Requirements
Reproduce verbatim the part of the data below that opens with the line containing "Query string: navy blue jumper dress" and closes with the line containing "[1409,310,1436,340]", including both of those lines.

Given records
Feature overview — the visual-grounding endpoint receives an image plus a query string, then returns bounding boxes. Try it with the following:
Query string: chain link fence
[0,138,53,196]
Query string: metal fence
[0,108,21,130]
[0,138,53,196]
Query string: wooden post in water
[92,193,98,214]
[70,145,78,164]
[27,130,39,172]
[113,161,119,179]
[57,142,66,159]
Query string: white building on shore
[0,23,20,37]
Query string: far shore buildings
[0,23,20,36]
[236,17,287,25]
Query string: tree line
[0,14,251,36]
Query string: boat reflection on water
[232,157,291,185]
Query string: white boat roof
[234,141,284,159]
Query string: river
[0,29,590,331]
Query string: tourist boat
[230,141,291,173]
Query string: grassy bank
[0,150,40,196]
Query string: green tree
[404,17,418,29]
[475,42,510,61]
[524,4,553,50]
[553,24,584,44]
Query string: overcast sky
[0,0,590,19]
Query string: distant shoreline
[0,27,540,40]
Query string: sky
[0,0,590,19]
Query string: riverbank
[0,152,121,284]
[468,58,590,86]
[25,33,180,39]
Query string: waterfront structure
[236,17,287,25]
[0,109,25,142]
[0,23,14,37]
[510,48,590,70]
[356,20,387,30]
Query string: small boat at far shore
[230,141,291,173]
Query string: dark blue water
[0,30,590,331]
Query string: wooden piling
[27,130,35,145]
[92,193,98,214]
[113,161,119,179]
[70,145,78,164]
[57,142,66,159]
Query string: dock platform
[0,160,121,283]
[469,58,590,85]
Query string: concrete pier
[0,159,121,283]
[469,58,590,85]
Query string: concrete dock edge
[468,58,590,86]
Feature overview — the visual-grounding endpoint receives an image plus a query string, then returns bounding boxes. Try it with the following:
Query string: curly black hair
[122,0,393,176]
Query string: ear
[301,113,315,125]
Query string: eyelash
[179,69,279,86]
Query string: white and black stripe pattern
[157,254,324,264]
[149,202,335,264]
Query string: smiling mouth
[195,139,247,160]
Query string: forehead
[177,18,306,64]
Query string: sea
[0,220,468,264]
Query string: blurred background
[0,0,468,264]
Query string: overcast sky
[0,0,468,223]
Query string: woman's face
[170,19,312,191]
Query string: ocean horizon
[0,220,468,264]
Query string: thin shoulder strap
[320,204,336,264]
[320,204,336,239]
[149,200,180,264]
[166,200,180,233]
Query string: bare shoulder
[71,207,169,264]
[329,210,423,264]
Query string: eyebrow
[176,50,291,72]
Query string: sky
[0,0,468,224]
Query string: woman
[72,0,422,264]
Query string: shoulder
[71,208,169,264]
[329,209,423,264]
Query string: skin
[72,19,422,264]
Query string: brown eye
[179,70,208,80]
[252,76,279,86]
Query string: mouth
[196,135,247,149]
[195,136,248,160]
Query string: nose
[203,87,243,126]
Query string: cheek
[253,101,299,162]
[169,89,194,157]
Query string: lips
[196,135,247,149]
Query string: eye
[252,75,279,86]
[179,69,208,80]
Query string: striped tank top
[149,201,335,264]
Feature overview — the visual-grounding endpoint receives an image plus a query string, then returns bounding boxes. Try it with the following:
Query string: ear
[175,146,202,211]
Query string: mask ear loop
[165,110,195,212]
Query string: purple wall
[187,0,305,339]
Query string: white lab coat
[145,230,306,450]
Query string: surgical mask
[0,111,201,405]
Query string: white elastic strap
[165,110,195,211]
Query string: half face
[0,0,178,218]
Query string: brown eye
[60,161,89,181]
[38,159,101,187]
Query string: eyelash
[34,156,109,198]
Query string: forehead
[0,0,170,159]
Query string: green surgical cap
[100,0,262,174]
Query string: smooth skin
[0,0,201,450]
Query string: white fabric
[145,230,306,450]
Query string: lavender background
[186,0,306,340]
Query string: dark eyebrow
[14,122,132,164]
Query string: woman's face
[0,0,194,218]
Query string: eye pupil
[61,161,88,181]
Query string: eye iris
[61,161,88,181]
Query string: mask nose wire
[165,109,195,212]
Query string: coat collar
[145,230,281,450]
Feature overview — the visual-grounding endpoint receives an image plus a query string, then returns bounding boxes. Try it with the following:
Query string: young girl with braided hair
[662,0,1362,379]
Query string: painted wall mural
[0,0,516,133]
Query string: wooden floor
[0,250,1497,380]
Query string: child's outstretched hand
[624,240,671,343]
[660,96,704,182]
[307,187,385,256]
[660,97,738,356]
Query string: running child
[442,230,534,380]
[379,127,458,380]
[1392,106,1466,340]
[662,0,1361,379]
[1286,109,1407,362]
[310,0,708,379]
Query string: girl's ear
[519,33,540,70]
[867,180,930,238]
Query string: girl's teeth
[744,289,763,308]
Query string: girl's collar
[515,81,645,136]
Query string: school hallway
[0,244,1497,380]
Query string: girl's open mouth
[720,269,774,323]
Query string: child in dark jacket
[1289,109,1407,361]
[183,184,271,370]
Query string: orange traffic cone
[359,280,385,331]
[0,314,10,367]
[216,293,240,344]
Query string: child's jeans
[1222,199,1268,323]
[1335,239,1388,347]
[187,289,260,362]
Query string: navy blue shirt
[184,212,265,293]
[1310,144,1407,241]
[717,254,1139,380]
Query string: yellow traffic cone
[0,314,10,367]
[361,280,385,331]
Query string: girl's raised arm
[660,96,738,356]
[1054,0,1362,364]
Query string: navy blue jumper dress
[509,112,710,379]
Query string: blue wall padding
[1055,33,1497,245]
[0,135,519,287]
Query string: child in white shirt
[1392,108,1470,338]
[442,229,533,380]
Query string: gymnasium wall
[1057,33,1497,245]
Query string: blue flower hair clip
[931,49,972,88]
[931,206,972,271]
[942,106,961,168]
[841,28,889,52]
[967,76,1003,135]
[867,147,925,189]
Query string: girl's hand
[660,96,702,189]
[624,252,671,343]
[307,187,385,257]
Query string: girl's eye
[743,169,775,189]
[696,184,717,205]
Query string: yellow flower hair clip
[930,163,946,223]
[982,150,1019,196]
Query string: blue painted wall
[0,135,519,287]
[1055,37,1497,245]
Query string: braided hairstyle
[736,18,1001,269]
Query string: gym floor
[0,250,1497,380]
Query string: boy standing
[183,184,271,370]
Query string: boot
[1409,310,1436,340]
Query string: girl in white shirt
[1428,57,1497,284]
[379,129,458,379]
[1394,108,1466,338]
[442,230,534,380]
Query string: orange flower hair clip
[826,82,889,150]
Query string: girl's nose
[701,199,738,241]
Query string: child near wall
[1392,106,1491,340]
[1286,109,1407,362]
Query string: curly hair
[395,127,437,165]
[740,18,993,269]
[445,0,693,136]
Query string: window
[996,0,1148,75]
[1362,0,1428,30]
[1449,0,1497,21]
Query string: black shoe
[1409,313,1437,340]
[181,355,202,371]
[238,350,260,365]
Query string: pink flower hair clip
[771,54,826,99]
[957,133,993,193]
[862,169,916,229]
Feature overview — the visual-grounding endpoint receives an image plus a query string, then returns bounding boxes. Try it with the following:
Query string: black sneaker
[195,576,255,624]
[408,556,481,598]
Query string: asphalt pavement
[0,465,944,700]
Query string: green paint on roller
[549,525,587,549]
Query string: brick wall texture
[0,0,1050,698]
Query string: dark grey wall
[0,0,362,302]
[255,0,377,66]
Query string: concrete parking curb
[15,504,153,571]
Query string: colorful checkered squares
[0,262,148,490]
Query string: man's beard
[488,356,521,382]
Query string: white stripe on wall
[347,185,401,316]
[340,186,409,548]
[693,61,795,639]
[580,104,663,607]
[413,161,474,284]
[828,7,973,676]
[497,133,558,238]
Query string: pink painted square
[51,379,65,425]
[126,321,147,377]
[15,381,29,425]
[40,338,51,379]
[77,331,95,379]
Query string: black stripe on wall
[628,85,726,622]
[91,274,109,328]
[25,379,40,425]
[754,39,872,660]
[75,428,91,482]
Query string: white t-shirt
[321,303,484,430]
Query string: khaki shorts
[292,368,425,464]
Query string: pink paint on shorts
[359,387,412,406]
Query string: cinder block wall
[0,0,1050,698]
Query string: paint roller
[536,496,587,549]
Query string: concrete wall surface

Result for this exercise
Query string: navy blue jumper dress
[509,112,710,379]
Query string: blue wall padding
[1055,33,1497,245]
[0,135,519,287]
Query string: child in white shirt
[1392,108,1470,338]
[442,229,533,380]
Query string: gymnasium wall
[1057,33,1497,245]
Query string: blue flower hair clip
[931,49,972,88]
[931,206,972,271]
[942,106,961,168]
[841,28,889,52]
[967,76,1003,135]
[867,147,925,189]
Query string: girl's hand
[660,96,702,189]
[624,252,671,343]
[307,187,385,257]
Query string: girl's eye
[743,169,775,189]
[696,184,717,205]
Query string: yellow flower hair clip
[930,163,946,223]
[982,150,1019,196]
Query string: blue painted wall
[0,135,519,287]
[1055,37,1497,245]
Query string: braided hairstyle
[736,18,1001,269]
Query string: gym floor
[0,250,1497,380]
Query string: boy standing
[183,184,271,370]
Query string: boot
[1409,310,1436,340]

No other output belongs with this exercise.